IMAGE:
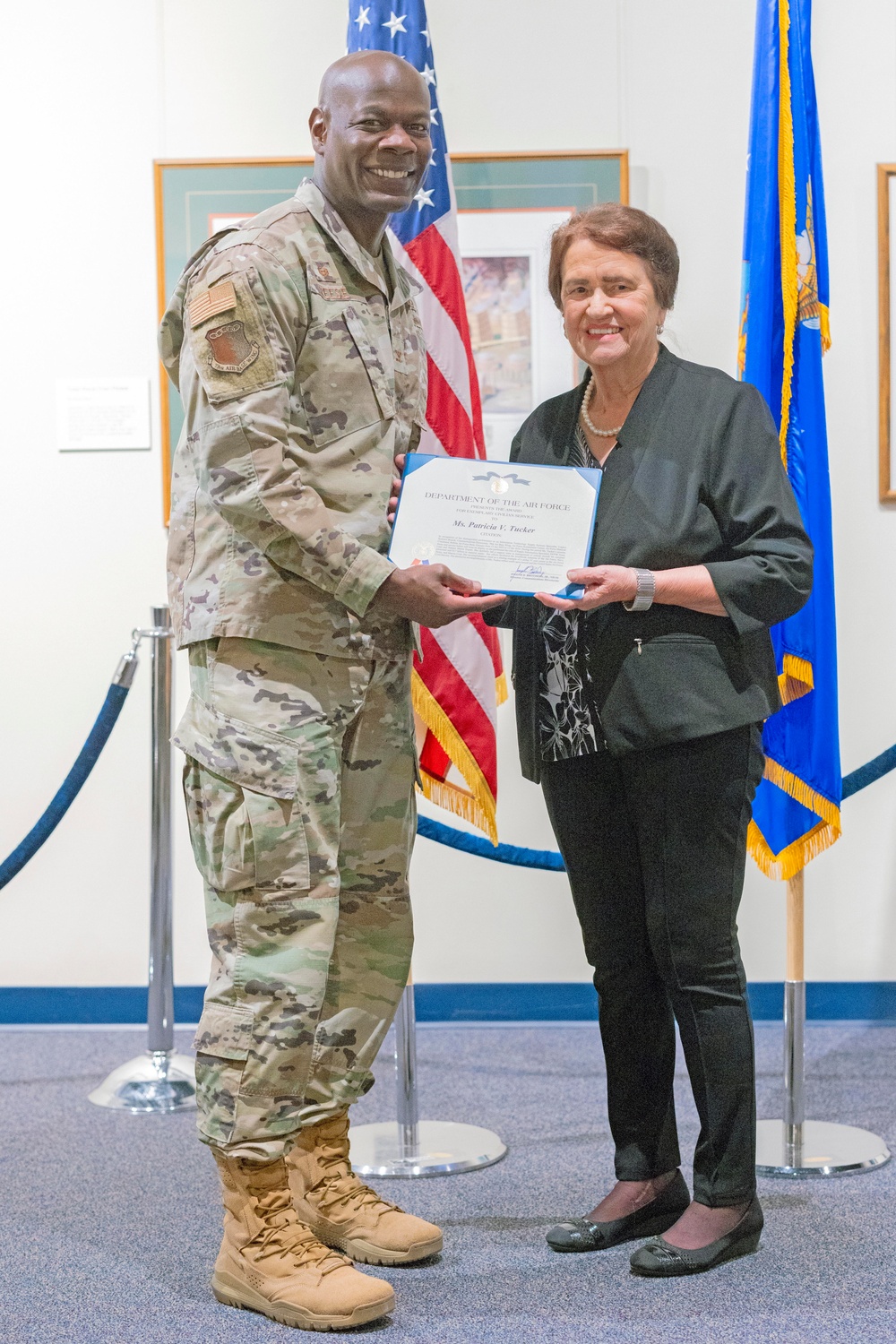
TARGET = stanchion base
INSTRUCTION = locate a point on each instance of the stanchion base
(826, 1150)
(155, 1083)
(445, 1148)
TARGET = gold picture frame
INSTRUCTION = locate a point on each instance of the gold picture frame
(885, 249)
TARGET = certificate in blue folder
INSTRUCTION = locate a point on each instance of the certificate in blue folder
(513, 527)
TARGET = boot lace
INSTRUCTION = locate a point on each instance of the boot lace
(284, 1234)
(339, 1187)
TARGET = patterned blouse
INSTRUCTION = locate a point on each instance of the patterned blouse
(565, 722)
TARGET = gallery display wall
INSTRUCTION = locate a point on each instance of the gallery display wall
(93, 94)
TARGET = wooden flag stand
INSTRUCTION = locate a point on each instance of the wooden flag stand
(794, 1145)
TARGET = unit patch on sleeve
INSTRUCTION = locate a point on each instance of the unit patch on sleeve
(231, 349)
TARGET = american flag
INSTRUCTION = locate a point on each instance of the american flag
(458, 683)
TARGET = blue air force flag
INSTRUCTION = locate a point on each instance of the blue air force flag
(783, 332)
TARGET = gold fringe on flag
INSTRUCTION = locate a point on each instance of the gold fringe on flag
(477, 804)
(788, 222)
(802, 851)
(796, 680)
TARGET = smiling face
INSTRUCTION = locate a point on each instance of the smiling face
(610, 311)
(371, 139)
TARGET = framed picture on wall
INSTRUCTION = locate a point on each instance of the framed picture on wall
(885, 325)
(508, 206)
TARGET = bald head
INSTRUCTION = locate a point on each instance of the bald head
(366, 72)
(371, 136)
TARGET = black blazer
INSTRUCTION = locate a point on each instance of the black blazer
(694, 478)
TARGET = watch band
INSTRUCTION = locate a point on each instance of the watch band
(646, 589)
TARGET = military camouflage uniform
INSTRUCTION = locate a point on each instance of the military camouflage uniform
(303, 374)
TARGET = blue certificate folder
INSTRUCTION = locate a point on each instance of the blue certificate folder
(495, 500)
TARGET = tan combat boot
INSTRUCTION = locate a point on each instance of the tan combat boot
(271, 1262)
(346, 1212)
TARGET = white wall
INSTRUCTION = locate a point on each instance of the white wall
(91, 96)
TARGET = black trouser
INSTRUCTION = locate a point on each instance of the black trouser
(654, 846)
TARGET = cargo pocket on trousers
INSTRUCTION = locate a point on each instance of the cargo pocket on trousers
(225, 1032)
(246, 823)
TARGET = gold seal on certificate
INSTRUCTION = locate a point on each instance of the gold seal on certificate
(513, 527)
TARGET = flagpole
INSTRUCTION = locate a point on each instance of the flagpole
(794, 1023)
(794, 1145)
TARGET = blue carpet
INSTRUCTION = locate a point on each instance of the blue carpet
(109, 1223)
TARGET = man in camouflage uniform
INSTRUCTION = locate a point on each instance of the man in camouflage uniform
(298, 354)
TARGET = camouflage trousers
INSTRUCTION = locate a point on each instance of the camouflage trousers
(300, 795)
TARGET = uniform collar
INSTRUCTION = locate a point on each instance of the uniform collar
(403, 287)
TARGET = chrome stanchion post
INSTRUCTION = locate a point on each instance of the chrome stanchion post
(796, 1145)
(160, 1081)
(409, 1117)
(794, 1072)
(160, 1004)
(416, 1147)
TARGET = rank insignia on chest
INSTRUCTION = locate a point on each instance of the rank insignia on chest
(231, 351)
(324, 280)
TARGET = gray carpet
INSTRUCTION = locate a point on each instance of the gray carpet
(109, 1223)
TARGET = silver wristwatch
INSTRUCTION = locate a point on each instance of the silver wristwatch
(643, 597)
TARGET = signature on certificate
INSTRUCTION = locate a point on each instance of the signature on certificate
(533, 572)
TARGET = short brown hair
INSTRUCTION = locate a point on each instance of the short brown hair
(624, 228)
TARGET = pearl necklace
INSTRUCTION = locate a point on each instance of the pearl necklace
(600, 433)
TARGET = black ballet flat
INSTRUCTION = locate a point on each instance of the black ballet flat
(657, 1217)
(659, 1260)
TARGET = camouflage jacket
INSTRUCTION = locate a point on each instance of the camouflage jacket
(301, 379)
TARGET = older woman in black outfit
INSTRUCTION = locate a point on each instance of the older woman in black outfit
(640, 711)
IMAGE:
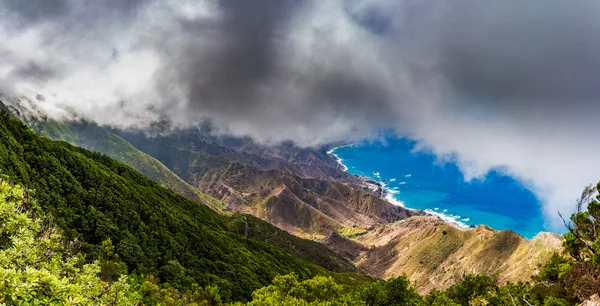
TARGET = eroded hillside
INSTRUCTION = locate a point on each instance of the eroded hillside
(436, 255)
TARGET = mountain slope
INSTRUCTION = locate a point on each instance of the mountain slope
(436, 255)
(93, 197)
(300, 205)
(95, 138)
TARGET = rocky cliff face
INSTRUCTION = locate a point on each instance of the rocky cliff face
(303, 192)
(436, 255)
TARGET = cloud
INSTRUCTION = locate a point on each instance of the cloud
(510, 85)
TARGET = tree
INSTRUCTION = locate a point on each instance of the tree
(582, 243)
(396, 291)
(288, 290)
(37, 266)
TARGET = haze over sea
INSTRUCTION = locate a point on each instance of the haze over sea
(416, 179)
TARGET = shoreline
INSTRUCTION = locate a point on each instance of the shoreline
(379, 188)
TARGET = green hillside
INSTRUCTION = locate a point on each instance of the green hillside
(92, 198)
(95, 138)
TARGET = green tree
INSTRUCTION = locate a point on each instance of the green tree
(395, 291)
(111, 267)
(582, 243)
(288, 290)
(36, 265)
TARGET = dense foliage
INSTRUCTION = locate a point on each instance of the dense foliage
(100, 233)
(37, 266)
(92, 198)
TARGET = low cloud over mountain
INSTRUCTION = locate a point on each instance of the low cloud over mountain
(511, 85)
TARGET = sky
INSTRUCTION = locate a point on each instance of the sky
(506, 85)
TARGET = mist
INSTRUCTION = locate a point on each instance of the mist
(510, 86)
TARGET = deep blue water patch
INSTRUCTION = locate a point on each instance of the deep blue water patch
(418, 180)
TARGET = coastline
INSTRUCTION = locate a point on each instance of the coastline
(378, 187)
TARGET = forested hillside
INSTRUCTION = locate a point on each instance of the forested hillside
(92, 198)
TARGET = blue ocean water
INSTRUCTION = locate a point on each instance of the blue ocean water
********************
**Written exercise**:
Copy out everything from the line containing "TARGET = shoreline" down to the final line, including both of those lines and every request. Shift each point by adding 133 to both of its coordinates.

**Output of the task**:
TARGET = shoreline
INSTRUCTION = locate a point on each instance of the shoreline
(512, 321)
TARGET = green hillside
INSTRUCTION = locate a point on each instance of the green hillside
(225, 331)
(228, 271)
TARGET = green tree
INSTRUCTION = locate a point on each instance of the green tree
(528, 424)
(244, 400)
(715, 376)
(421, 423)
(169, 398)
TARGET = dense foliage
INSTRUCTION = locate a point on each instance of the dense foliage
(233, 366)
(170, 399)
(225, 331)
TARGET = low cloud over mountain
INSTRUCTION = locate a point on each instance of the low cloud over mountain
(644, 218)
TARGET = sky
INSTRUCTION = locate a point on each instance of the sky
(639, 218)
TARGET = mist
INSTRUCTION = locate a point on each instance of the mist
(643, 219)
TARGET = deep blue water patch
INSTRUCTION = locate a point on each instance of the deep blue water patch
(551, 313)
TARGET = coastline
INSTRUCTION = locate a point on each instance of the coastline
(511, 320)
TARGET = forested hillside
INSTRUCTION = locate a point on each instance of the forested hillside
(225, 331)
TARGET = blue ocean water
INSTRUCTION = locate a point on each instance of the blue ocean water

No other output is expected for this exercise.